**Aufgabe:**
Was ist laut dem Textauszug für die schreibende Person sehr wichtig?

**Textauszug:**
Also eigentlich mag ich es so, wie es ist. Bis die nächsten Ferien kommen. Aber bis dahin sind es ja noch 4 Wochen...


Und warum schreibe ich das hier? Weil es keine One-fits-all Lösung gibt im echten Leben, sondern eben nur eine für dich einigermaßen passende. Und die kommt fast immer mit Kompromissen. Jeder, der etwas anderes verspricht, lügt. Es ist also wichtig herauszufinden, wo die Prioritäten liegen, und die können heute anders liegen als in drei bis fünf Jahren, wenn meine Kinder alle auf der weiterführenden Schule sein werden. Für mich sind Flexibilität und Selbstbestimmung sehr wichtig, Routinen gerne, solange sie zu mir passen und genug Freiheit lassen. Und weil mir Schreiben hilft, meine wirren Gedanken zu sortieren, die oftmals genauso hin und her jagen wie in diesem Artikel hier. Vielleicht amüsiert das ja den einen oder anderen, dann können wir gemeinsam das Leben mit ein bisschen mehr Humor nehmen. Ernst ist es noch oft genug.

**Material:**
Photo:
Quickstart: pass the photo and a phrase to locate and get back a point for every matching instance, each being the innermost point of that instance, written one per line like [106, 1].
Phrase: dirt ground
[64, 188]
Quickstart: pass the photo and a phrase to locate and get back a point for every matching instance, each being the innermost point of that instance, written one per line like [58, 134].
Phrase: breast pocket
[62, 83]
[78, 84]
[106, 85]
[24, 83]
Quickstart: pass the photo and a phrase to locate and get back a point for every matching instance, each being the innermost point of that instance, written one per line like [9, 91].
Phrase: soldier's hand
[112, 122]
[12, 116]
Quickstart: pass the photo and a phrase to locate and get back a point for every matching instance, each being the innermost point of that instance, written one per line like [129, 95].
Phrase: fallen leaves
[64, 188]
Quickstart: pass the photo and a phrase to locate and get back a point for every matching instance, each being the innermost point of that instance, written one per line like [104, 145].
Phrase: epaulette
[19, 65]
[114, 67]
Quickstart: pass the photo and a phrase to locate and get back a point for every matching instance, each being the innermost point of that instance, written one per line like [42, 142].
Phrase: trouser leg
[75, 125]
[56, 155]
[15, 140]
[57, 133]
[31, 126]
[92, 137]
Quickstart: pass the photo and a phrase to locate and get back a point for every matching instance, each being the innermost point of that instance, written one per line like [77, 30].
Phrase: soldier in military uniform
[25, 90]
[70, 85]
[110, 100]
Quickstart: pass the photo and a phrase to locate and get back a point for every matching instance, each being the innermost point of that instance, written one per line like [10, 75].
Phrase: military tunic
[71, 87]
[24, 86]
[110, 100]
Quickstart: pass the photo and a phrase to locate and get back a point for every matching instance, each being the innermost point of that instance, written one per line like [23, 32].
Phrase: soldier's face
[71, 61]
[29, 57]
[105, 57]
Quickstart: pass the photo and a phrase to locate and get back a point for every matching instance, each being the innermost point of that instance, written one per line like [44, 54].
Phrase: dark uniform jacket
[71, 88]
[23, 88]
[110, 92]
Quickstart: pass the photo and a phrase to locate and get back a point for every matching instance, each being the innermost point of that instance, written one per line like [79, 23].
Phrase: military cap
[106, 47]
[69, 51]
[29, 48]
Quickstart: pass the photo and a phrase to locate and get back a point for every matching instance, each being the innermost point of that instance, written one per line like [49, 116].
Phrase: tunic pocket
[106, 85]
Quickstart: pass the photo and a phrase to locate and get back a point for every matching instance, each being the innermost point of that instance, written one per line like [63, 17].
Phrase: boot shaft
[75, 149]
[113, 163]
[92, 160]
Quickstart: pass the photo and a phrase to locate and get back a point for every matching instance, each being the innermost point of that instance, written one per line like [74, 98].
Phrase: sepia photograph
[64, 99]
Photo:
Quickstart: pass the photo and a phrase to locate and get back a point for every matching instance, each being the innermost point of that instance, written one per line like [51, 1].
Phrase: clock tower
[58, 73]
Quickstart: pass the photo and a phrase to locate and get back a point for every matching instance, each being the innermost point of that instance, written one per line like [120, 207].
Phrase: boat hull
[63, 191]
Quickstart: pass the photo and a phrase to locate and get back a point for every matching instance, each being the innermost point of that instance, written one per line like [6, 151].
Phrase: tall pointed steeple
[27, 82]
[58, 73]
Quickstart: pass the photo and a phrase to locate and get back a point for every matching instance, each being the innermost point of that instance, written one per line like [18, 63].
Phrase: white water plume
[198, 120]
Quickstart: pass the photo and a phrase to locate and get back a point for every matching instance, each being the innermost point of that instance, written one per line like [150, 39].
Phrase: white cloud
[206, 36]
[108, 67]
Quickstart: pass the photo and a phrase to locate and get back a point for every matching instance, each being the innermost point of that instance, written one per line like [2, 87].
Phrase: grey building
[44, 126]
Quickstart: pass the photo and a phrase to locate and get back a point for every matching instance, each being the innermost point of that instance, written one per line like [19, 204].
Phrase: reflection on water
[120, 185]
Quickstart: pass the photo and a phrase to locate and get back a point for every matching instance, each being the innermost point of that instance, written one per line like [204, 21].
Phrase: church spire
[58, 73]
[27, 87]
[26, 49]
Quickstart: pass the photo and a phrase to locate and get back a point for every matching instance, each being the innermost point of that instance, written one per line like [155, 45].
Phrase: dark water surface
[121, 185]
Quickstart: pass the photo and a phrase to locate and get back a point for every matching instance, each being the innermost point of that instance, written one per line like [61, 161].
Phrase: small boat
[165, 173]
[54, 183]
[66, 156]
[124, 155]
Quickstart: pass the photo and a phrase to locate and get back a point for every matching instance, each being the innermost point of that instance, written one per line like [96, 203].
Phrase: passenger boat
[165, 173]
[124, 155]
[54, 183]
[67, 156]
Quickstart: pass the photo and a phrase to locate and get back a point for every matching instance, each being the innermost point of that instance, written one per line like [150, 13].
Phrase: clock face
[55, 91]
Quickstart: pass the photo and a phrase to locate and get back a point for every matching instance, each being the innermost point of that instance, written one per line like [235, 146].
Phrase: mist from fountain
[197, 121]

**Lösung:**
Flexibilität und Selbstbestimmung.